#!/usr/bin/env python3
"""
Graph converter for Prize Collecting problem.
Created using subagent_prompt.md version: v_02

This problem is about finding a path through nodes to maximize collected prizes.
Key challenges: Path connectivity constraints, profit/penalty tradeoffs, node selection decisions.
"""

import sys
import json
import math
import networkx as nx
from pathlib import Path


def build_graph(mzn_file, json_data):
    """
    Build graph representation of the Prize Collecting problem instance.
    
    Args:
        mzn_file: Path to .mzn file (for reference)
        json_data: Dict containing parsed DZN data
    
    Strategy: Create bipartite graph with nodes and routing constraints
    - Node entities represent decision points (include/exclude from path)
    - Edge constraints model valid transitions between nodes
    - Profit values determine node attractiveness weights
    - Path connectivity constraints ensure valid tours
    """
    # Access data directly from json_data dict
    n = json_data.get('n', 0)
    p = json_data.get('p', [])
    
    # Create graph
    G = nx.Graph()
    
    # Calculate profit statistics for normalization
    profits = [val for val in p if val != -1000]  # Filter out invalid transitions
    if not profits:
        return G
        
    min_profit = min(profits)
    max_profit = max(profits)
    profit_range = max_profit - min_profit if max_profit != min_profit else 1
    
    # Count valid outgoing transitions for each node to assess connectivity
    valid_transitions = {}
    for i in range(n):
        valid_count = 0
        profit_sum = 0
        for j in range(n + 1):  # Include j=0 for "not used"
▬▬▬▬▬▬
* **Exercise objective**:
Quote the stretch of the Prize Collecting script from "json_data: Dict containing" through "(include/exclude from path)". Rely only on the Prize Collecting script above.
▬▬▬▬▬▬
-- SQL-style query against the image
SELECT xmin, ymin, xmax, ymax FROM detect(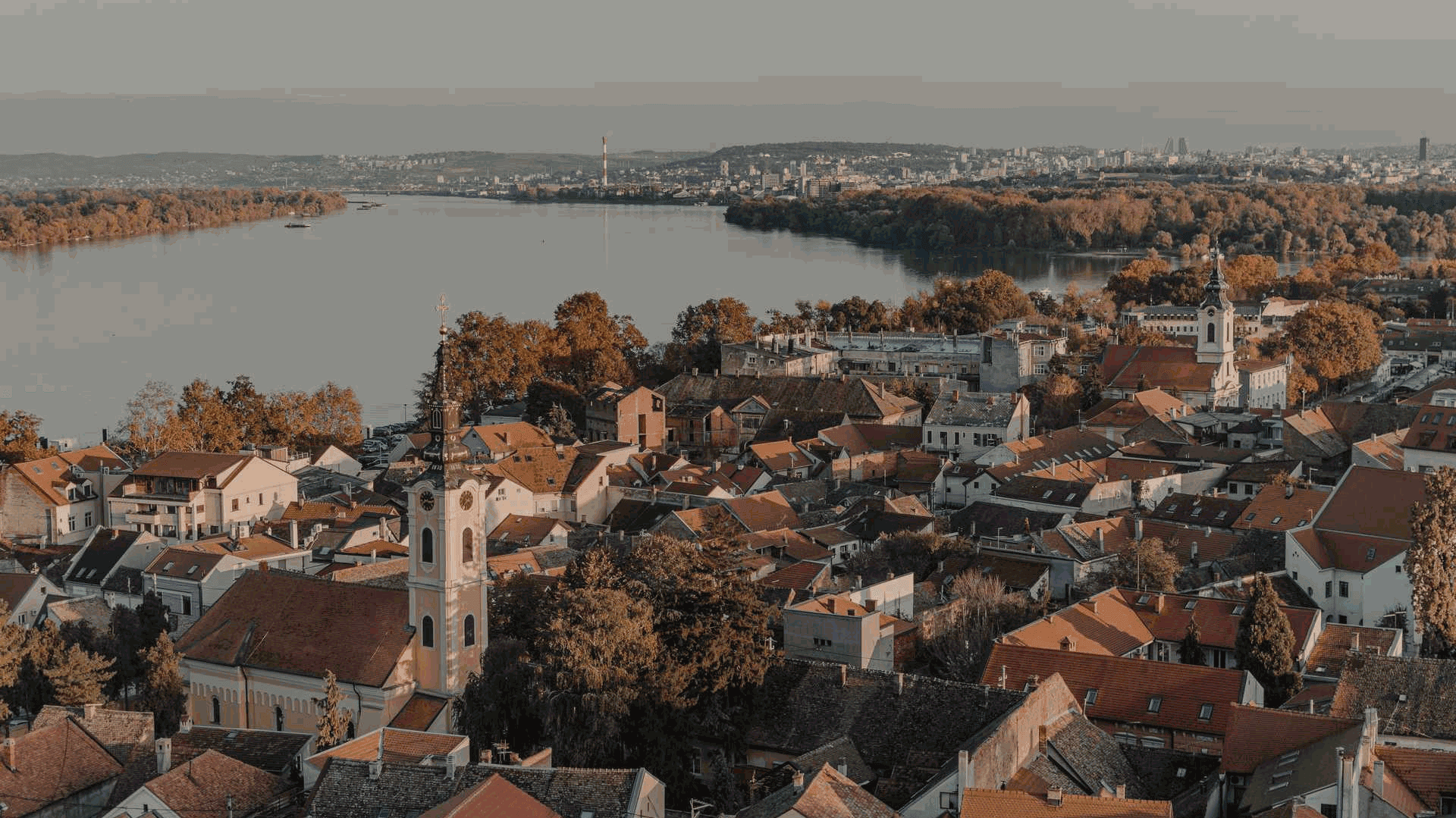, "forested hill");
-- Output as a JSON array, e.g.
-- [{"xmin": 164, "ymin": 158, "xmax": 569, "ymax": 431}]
[
  {"xmin": 726, "ymin": 183, "xmax": 1456, "ymax": 253},
  {"xmin": 0, "ymin": 188, "xmax": 348, "ymax": 249}
]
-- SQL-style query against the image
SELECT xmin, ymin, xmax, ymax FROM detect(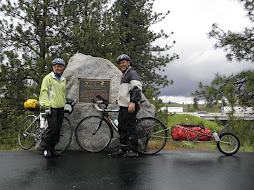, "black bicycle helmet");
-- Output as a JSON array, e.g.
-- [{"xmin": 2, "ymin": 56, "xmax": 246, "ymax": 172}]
[{"xmin": 116, "ymin": 54, "xmax": 131, "ymax": 64}]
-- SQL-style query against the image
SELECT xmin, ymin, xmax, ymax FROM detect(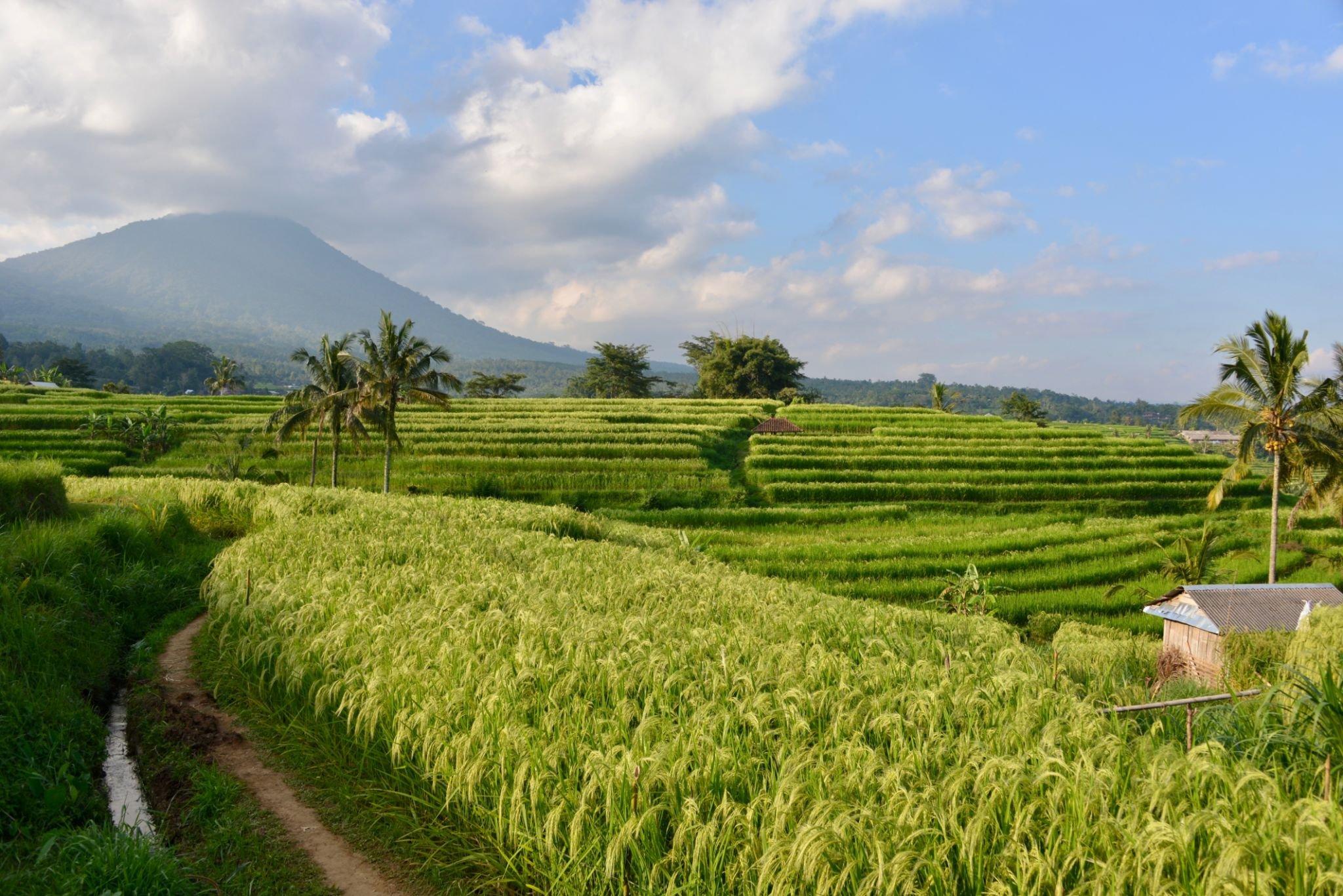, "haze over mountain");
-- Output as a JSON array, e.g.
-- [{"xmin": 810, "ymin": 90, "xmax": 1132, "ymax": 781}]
[{"xmin": 0, "ymin": 212, "xmax": 689, "ymax": 370}]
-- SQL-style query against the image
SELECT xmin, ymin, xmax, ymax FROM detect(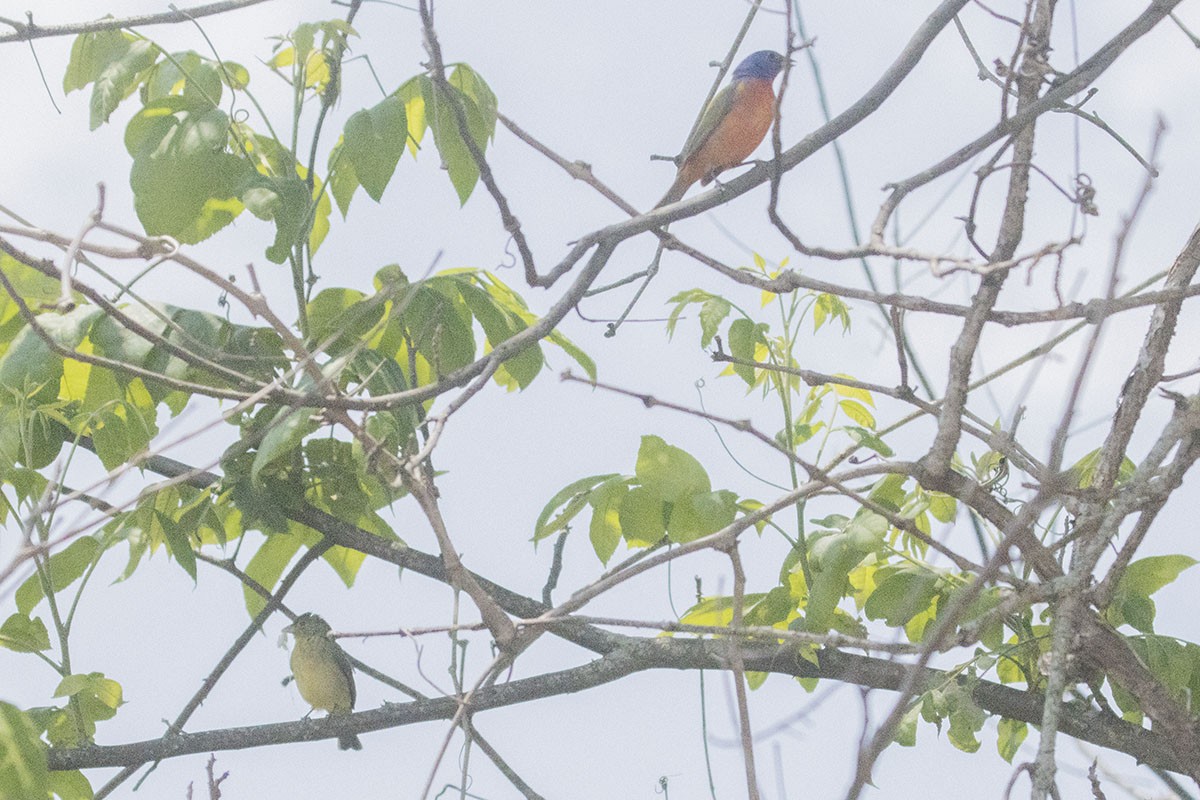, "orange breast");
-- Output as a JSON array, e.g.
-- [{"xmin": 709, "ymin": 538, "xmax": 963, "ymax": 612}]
[{"xmin": 686, "ymin": 80, "xmax": 775, "ymax": 184}]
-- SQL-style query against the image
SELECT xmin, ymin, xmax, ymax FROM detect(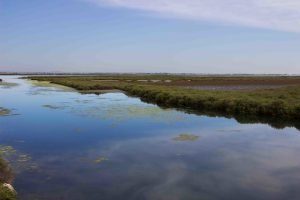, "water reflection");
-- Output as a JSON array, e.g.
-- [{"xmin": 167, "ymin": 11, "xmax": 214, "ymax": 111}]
[{"xmin": 0, "ymin": 77, "xmax": 300, "ymax": 200}]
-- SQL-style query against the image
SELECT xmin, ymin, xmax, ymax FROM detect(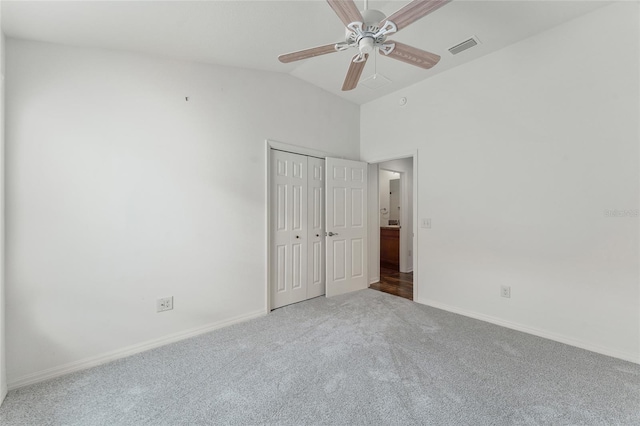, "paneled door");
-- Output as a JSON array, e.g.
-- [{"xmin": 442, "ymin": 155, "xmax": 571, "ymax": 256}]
[
  {"xmin": 307, "ymin": 157, "xmax": 325, "ymax": 299},
  {"xmin": 270, "ymin": 151, "xmax": 308, "ymax": 309},
  {"xmin": 325, "ymin": 157, "xmax": 369, "ymax": 297}
]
▬▬▬▬▬▬
* **Finished answer**:
json_data: Dict containing parsed DZN data
    
    Strategy: Create bipartite graph with nodes and routing constraints
    - Node entities represent decision points (include/exclude from path)